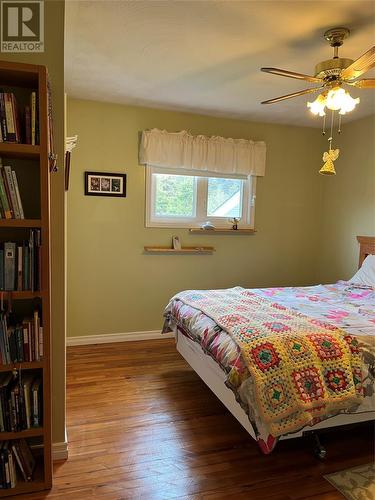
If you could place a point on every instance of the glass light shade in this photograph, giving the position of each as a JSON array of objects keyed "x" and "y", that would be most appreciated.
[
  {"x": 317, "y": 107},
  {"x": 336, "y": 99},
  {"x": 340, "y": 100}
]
┄┄┄┄┄┄
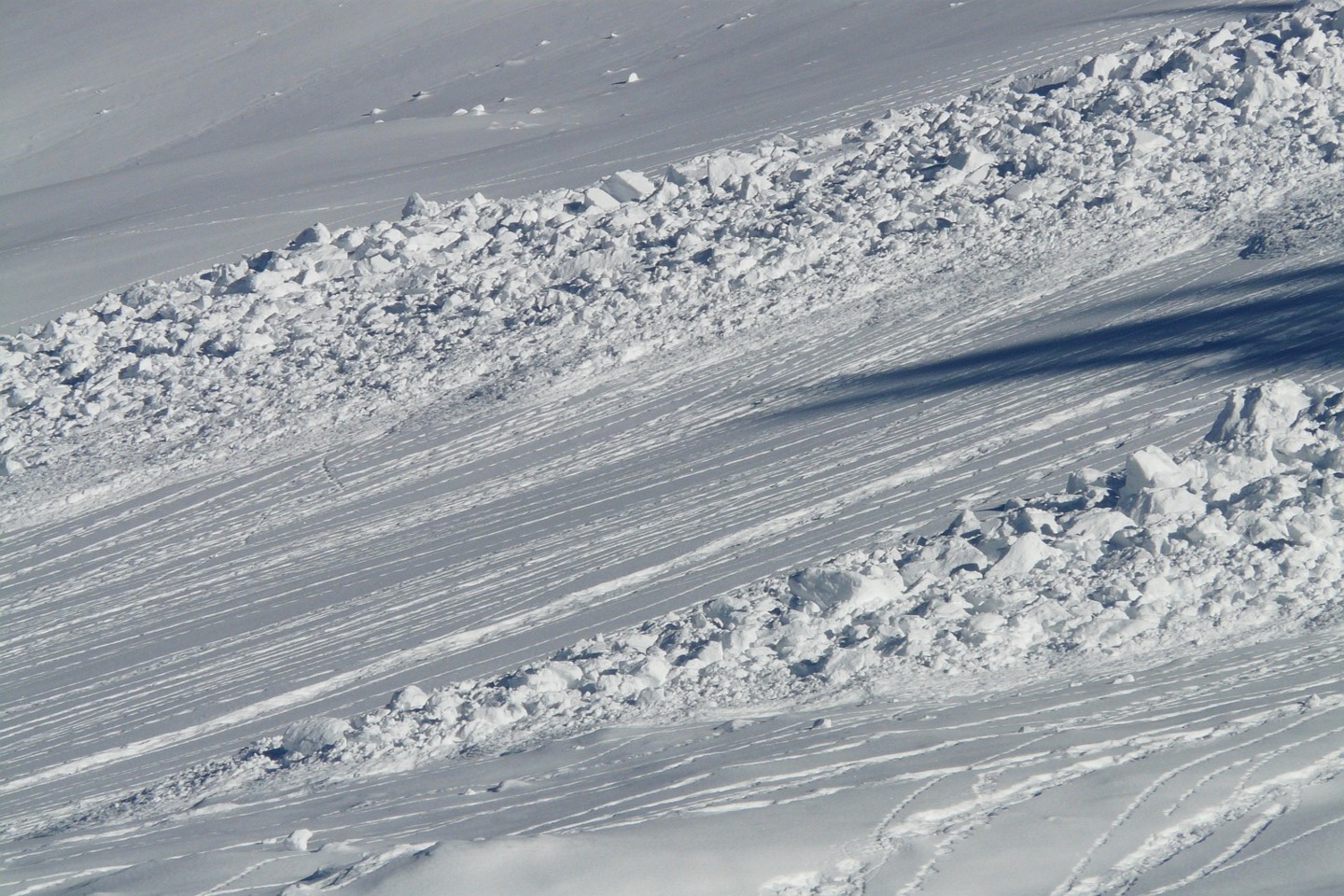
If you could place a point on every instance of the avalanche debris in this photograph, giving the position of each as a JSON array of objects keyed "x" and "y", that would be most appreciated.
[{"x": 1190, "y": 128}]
┄┄┄┄┄┄
List every line of the items above that contains the word "keyed", copying each line in full.

** Result **
If you could place a point on every instance of the glass light shade in this photograph, giving the position of each as a JSON array of objects keyed "x" and "y", that would be most appreciated.
If you could place a point on every instance of the avalanche debris in this photograph, giving the position of each as a JSON array of objects keyed "x" and "y", that would be most appreciated.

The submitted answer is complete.